GIVEN INFORMATION =>
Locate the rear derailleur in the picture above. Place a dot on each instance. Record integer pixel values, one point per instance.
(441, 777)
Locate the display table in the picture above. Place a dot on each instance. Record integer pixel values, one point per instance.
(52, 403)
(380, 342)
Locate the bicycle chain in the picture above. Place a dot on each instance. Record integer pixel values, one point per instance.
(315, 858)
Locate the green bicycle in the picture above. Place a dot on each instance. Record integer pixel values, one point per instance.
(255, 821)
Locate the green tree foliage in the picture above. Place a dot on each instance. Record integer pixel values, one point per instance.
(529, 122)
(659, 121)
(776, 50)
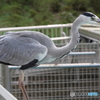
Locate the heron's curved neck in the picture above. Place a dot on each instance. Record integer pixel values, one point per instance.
(63, 51)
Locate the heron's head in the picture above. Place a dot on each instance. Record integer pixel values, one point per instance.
(90, 18)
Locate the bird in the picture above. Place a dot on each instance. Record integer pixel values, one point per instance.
(29, 49)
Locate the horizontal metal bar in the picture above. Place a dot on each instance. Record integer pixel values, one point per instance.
(62, 65)
(82, 53)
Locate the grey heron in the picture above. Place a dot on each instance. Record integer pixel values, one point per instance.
(30, 48)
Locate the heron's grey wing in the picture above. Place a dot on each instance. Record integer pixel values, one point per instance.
(20, 50)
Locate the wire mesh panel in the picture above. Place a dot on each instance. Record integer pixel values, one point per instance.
(58, 83)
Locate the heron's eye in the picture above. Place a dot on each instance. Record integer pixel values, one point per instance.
(93, 18)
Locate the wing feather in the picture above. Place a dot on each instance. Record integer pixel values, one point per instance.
(20, 50)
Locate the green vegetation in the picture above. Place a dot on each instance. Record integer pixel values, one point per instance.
(15, 13)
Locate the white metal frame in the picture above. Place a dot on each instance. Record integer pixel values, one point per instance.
(6, 94)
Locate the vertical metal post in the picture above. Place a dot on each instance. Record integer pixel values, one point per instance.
(6, 77)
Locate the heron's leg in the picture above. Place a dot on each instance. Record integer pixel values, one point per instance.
(22, 86)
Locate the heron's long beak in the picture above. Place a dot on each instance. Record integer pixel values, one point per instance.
(98, 20)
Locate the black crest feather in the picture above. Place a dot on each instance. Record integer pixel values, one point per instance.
(88, 14)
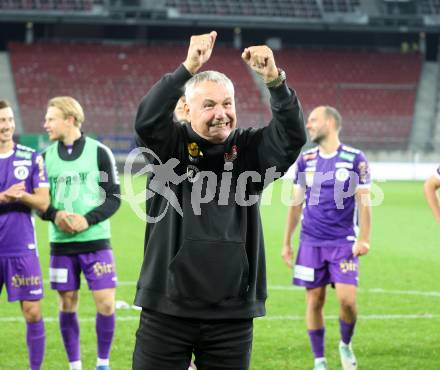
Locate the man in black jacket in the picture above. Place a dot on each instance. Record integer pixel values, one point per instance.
(203, 278)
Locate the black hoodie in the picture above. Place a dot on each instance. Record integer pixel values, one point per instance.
(209, 263)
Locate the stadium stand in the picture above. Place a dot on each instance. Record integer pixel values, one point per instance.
(109, 80)
(429, 7)
(50, 5)
(341, 6)
(280, 8)
(375, 92)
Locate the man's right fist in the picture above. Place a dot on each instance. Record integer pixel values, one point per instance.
(199, 51)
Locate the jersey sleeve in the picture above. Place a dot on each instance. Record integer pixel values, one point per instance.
(38, 174)
(362, 169)
(298, 174)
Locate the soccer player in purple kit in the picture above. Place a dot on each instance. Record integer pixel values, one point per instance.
(432, 185)
(23, 186)
(333, 182)
(84, 189)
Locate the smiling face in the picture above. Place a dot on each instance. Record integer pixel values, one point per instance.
(56, 125)
(211, 111)
(7, 125)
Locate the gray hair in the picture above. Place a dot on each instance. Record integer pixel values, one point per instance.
(331, 112)
(213, 76)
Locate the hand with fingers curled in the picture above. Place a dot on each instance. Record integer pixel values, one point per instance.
(360, 248)
(14, 193)
(199, 51)
(63, 222)
(261, 60)
(79, 223)
(70, 223)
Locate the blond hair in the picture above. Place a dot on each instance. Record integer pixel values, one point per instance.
(70, 108)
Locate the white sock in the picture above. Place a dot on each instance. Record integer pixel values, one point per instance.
(102, 362)
(75, 365)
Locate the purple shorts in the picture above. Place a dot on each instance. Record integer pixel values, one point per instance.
(98, 268)
(318, 266)
(22, 277)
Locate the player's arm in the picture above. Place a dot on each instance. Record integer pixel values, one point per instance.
(154, 125)
(38, 200)
(293, 218)
(363, 201)
(431, 186)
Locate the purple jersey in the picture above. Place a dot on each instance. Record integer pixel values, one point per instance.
(330, 182)
(17, 236)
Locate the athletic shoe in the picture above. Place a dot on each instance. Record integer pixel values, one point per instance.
(320, 364)
(348, 359)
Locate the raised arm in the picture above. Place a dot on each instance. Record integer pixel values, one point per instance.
(278, 144)
(293, 218)
(432, 185)
(154, 120)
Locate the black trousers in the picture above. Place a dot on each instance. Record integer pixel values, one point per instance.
(166, 342)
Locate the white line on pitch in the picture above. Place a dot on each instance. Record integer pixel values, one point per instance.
(270, 318)
(360, 290)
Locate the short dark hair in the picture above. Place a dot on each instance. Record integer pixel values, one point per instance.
(4, 104)
(331, 112)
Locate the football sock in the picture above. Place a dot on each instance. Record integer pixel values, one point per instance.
(317, 341)
(346, 330)
(35, 339)
(70, 332)
(105, 328)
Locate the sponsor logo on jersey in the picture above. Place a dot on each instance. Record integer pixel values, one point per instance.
(23, 154)
(24, 162)
(21, 172)
(18, 281)
(310, 156)
(342, 174)
(192, 172)
(347, 156)
(310, 175)
(344, 165)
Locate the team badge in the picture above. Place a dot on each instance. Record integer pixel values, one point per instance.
(194, 150)
(342, 174)
(232, 155)
(363, 171)
(192, 173)
(310, 175)
(21, 172)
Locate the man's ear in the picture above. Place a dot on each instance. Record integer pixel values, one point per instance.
(71, 120)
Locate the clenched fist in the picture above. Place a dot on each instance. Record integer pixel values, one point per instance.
(261, 60)
(199, 51)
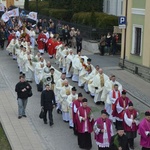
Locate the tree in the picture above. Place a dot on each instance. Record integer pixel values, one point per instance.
(26, 4)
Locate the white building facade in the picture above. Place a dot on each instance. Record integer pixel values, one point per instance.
(17, 3)
(113, 7)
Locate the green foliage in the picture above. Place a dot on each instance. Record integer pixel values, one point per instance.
(45, 11)
(87, 5)
(41, 5)
(26, 4)
(61, 14)
(74, 5)
(4, 144)
(95, 19)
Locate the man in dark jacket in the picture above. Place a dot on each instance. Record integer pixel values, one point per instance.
(48, 103)
(119, 141)
(22, 88)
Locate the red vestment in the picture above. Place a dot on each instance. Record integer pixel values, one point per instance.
(50, 46)
(82, 111)
(114, 105)
(144, 127)
(100, 122)
(123, 102)
(10, 37)
(77, 103)
(133, 126)
(56, 43)
(41, 41)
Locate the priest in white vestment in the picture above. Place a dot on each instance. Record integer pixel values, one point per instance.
(59, 85)
(63, 55)
(69, 60)
(98, 83)
(71, 98)
(113, 96)
(77, 66)
(32, 37)
(64, 93)
(23, 60)
(29, 69)
(109, 86)
(89, 80)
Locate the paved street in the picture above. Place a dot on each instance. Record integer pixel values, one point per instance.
(60, 137)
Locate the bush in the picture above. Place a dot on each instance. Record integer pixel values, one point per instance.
(44, 11)
(61, 14)
(41, 5)
(95, 19)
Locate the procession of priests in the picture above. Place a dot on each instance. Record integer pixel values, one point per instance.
(104, 90)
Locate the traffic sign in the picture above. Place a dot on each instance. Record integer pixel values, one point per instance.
(122, 22)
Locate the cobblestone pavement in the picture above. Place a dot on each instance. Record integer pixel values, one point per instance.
(60, 137)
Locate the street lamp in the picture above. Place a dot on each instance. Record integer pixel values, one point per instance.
(37, 6)
(125, 34)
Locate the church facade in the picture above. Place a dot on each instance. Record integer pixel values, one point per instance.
(113, 7)
(137, 43)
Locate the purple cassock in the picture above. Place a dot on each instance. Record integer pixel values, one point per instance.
(144, 129)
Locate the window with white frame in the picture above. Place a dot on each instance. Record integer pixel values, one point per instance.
(137, 40)
(108, 6)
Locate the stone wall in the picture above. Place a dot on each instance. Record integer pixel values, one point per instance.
(142, 71)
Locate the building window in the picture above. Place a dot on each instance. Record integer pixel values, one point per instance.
(121, 7)
(108, 6)
(137, 40)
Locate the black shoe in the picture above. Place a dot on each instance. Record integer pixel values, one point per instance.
(51, 124)
(66, 121)
(102, 103)
(45, 122)
(92, 96)
(59, 111)
(97, 103)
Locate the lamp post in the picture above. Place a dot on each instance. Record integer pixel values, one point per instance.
(37, 6)
(125, 34)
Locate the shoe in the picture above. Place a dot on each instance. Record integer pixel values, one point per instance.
(59, 111)
(51, 124)
(45, 122)
(131, 147)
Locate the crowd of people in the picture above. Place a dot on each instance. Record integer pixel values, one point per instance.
(56, 90)
(108, 44)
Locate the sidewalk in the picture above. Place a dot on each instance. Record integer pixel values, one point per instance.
(30, 133)
(19, 132)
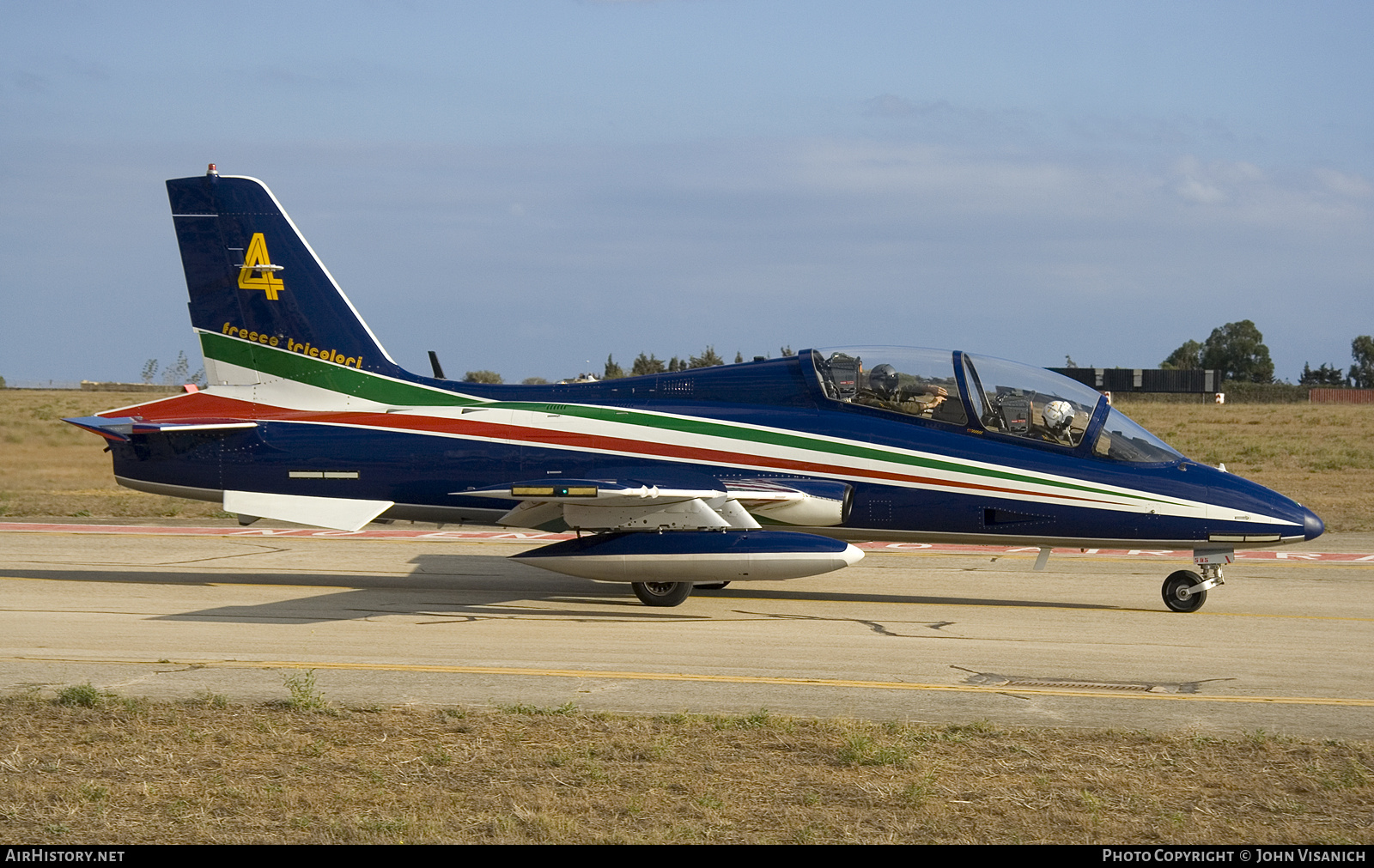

YOUR GOAL =>
Collect each line in the records above that contains the word "player" and copy those lines out in full.

SOLUTION FOR THIS EXERCISE =>
Locate the soccer player in purple kit in the picture above. Place a dot on each instance. Record integer pixel values, one point per instance.
Locate the player's arm in the picture above. Place a dot on each instance. Record integer pixel values, one point per instance.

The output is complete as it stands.